● **Written request 1**
Could you quote the passage on approximate visual search techniques in full, word for word?

● **Selected extract**
In general, both visual vocabulary and hashing based search techniques can be categorized into the 
approximate visual search techniques, which has been well exploited in the recent literature to handle 
the search deficiency in large image collections, e.g. Vocabulary Tree [5], Approximate K-means [6], 
Hamming Embedding [14], Locality Sensitive Hashing [15] and their variances [ 1 6] [ 1 7] [6] [18] [8] [19]. 
In a typical setting, the visual vocabulary based search system works in a client-server paradigm: The 
client end (e.g. a mobile device or a web interface) sends a query image to the server. Or alternatively, in 
some recent mobile visual search systems [20] [21] [22] [23] [24] [25], sending compact visual descriptors 
extracted from this query image can further reduce the wireless communication latency.

● **Coordinate labeling data**
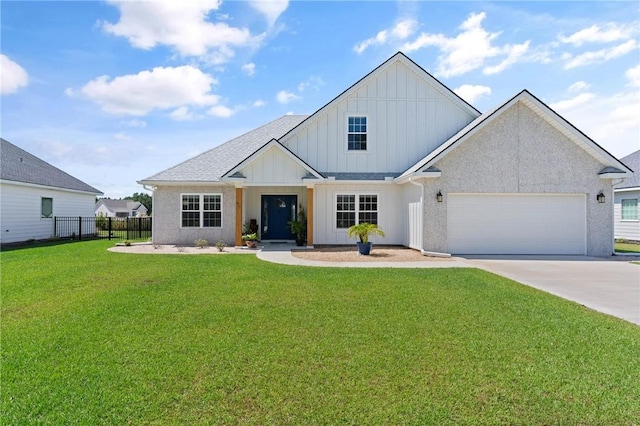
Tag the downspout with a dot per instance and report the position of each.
(421, 186)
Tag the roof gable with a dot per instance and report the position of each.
(633, 162)
(18, 165)
(542, 110)
(399, 57)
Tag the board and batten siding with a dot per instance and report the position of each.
(390, 213)
(407, 118)
(627, 229)
(20, 210)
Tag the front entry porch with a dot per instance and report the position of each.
(270, 209)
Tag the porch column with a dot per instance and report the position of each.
(310, 216)
(238, 216)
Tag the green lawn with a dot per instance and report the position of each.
(627, 248)
(94, 337)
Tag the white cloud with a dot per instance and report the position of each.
(578, 86)
(249, 69)
(135, 123)
(13, 76)
(182, 114)
(471, 93)
(594, 34)
(221, 111)
(271, 9)
(181, 25)
(470, 49)
(572, 103)
(599, 56)
(284, 97)
(400, 31)
(312, 82)
(160, 88)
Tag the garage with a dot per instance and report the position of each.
(516, 223)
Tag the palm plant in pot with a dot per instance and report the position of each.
(362, 231)
(299, 226)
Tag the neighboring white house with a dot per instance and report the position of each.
(33, 192)
(400, 149)
(626, 209)
(119, 208)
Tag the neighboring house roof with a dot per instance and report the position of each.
(633, 162)
(120, 205)
(211, 165)
(613, 166)
(17, 165)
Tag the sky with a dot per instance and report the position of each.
(113, 92)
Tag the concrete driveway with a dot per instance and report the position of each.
(608, 285)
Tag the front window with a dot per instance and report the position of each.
(46, 208)
(630, 209)
(201, 210)
(357, 134)
(352, 209)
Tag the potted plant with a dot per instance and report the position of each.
(251, 239)
(362, 231)
(299, 226)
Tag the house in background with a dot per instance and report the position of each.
(401, 150)
(119, 208)
(33, 192)
(626, 209)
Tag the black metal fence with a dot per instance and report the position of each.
(100, 227)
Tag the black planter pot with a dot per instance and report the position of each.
(364, 248)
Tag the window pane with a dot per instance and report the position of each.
(46, 208)
(191, 219)
(630, 209)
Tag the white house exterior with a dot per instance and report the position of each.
(626, 208)
(33, 193)
(516, 180)
(119, 208)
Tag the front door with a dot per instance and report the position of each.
(277, 211)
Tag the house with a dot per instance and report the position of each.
(33, 193)
(626, 210)
(400, 149)
(119, 208)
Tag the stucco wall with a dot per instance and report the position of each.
(167, 216)
(519, 152)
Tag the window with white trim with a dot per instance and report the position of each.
(357, 133)
(46, 208)
(630, 209)
(201, 211)
(352, 209)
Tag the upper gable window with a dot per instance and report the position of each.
(357, 133)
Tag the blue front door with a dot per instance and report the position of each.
(277, 211)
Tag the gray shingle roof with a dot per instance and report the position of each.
(211, 165)
(18, 165)
(633, 162)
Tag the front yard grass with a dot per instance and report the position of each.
(627, 248)
(94, 337)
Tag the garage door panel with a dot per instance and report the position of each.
(516, 224)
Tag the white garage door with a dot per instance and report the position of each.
(516, 224)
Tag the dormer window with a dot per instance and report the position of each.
(357, 133)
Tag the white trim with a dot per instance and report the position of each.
(201, 210)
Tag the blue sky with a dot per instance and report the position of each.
(113, 92)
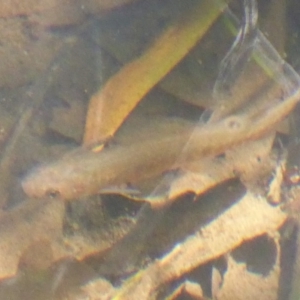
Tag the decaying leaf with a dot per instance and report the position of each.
(110, 106)
(241, 284)
(250, 217)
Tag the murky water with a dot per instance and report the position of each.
(144, 147)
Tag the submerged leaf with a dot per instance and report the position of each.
(111, 105)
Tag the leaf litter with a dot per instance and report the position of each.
(247, 151)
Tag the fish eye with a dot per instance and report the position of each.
(52, 194)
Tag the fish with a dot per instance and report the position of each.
(82, 172)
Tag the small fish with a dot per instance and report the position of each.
(83, 173)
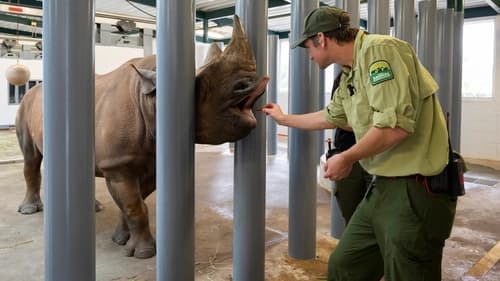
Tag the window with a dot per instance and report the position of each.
(477, 63)
(16, 93)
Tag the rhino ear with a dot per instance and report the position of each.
(148, 80)
(213, 52)
(239, 46)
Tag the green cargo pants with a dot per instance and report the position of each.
(398, 231)
(351, 190)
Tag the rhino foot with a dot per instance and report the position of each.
(143, 250)
(30, 208)
(98, 206)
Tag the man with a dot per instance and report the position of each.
(350, 190)
(388, 100)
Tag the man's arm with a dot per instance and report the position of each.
(308, 121)
(375, 141)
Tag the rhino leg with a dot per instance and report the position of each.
(32, 202)
(122, 233)
(125, 190)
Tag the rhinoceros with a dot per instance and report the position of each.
(226, 87)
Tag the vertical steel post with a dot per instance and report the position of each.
(147, 41)
(444, 68)
(303, 144)
(404, 21)
(250, 162)
(427, 30)
(379, 19)
(68, 130)
(175, 140)
(272, 90)
(456, 100)
(337, 223)
(321, 104)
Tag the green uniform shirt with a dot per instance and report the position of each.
(388, 87)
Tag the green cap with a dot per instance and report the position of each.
(321, 19)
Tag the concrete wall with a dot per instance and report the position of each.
(481, 116)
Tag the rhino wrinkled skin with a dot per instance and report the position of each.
(226, 88)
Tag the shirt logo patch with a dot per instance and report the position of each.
(380, 71)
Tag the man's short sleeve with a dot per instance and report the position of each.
(389, 88)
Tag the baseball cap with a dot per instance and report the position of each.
(321, 19)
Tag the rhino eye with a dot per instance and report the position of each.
(241, 85)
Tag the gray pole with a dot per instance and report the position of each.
(337, 223)
(304, 79)
(147, 41)
(456, 101)
(272, 90)
(352, 7)
(250, 162)
(68, 130)
(404, 21)
(444, 69)
(427, 30)
(379, 19)
(321, 104)
(175, 141)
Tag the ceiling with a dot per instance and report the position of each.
(23, 18)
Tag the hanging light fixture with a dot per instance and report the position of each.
(18, 74)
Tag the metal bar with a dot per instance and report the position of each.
(379, 19)
(404, 21)
(321, 104)
(444, 68)
(250, 162)
(272, 90)
(68, 130)
(303, 144)
(456, 99)
(175, 140)
(427, 30)
(337, 223)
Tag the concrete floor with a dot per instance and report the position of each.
(476, 230)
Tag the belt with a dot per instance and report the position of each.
(414, 176)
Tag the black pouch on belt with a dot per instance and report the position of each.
(451, 179)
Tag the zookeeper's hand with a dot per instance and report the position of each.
(337, 167)
(274, 110)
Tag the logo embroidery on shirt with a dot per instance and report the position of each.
(380, 71)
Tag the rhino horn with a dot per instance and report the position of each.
(239, 45)
(148, 80)
(213, 52)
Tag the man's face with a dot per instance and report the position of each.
(317, 52)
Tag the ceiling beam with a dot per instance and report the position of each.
(20, 20)
(27, 3)
(494, 4)
(15, 32)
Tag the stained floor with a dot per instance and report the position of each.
(476, 229)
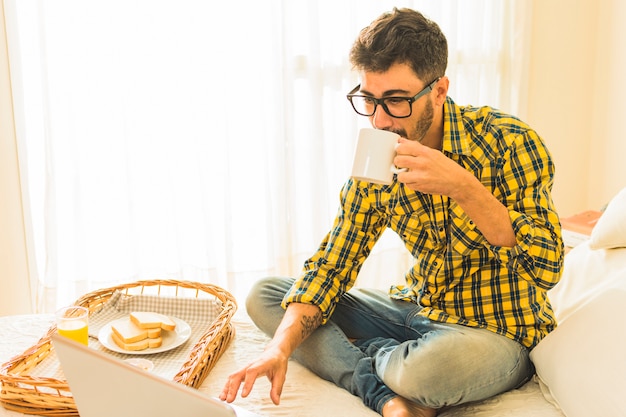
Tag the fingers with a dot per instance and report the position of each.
(229, 392)
(277, 387)
(248, 377)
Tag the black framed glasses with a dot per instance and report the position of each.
(398, 107)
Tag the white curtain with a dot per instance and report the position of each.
(208, 141)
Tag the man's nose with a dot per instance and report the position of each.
(380, 119)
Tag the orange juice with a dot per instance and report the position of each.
(72, 322)
(75, 330)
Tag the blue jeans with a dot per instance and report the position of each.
(397, 351)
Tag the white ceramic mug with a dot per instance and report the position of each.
(373, 157)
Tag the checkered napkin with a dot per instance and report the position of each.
(198, 313)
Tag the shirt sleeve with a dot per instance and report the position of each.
(333, 269)
(526, 191)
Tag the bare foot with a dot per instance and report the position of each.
(401, 407)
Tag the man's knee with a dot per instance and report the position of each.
(263, 303)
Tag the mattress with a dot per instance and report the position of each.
(305, 394)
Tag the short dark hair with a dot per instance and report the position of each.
(403, 36)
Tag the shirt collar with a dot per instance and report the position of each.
(455, 137)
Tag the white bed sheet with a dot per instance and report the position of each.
(305, 394)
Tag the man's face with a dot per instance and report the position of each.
(400, 80)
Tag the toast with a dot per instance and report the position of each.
(139, 345)
(150, 320)
(127, 332)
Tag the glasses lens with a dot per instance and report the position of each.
(398, 107)
(395, 106)
(363, 105)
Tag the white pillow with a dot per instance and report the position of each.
(582, 360)
(586, 273)
(610, 231)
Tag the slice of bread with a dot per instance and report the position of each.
(139, 345)
(128, 332)
(149, 320)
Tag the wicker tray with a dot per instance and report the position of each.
(46, 396)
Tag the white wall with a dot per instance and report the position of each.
(14, 293)
(577, 88)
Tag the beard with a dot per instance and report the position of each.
(421, 126)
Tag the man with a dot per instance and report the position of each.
(475, 210)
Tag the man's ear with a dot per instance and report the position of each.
(441, 90)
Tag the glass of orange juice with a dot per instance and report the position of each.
(73, 323)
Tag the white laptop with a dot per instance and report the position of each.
(104, 386)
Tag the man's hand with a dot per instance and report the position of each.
(299, 321)
(271, 363)
(431, 172)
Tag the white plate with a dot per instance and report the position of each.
(171, 339)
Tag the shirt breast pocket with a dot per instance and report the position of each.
(465, 238)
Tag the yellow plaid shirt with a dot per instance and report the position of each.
(458, 277)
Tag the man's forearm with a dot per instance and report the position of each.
(299, 322)
(489, 215)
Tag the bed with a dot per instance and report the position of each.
(580, 366)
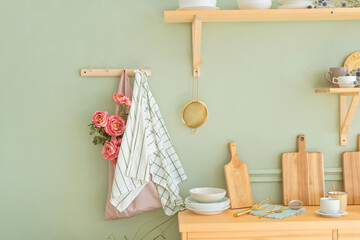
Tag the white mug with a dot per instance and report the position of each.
(346, 81)
(329, 205)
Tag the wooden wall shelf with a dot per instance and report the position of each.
(266, 15)
(346, 114)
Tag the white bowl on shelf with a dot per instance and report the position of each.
(254, 4)
(207, 194)
(197, 3)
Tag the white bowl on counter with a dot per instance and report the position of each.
(193, 203)
(207, 194)
(254, 4)
(209, 212)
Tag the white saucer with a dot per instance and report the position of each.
(339, 214)
(197, 8)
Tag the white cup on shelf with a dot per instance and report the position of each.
(346, 81)
(329, 205)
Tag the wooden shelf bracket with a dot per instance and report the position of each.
(196, 44)
(346, 113)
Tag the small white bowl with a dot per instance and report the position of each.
(197, 3)
(254, 4)
(207, 194)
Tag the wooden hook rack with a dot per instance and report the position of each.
(109, 72)
(346, 113)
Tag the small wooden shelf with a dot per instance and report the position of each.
(346, 114)
(351, 91)
(263, 15)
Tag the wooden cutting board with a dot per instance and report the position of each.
(351, 171)
(303, 175)
(238, 181)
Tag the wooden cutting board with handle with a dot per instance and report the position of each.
(238, 181)
(303, 175)
(351, 174)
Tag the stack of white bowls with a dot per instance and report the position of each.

● **Written request 2**
Which lines of the listing contain the string "concrete"? Show each such line in full, treating uppercase and lowercase as different.

● **Complete answer 1**
In general, both visual vocabulary and hashing based search techniques can be categorized into the 
approximate visual search techniques, which has been well exploited in the recent literature to handle 
the search deficiency in large image collections, e.g. Vocabulary Tree [5], Approximate K-means [6], 
Hamming Embedding [14], Locality Sensitive Hashing [15] and their variances [ 1 6] [ 1 7] [6] [18] [8] [19]. 
In a typical setting, the visual vocabulary based search system works in a client-server paradigm: The 
client end (e.g. a mobile device or a web interface) sends a query image to the server. Or alternatively, in 
some recent mobile visual search systems [20] [21] [22] [23] [24] [25], sending compact visual descriptors 
extracted from this query image can further reduce the wireless communication latency.

● **Complete answer 2**
Tag the concrete driveway with a dot per instance and report the position of each.
Tag the concrete wall with a dot per instance and report the position of each.
Tag the concrete floor with a dot per instance and report the position of each.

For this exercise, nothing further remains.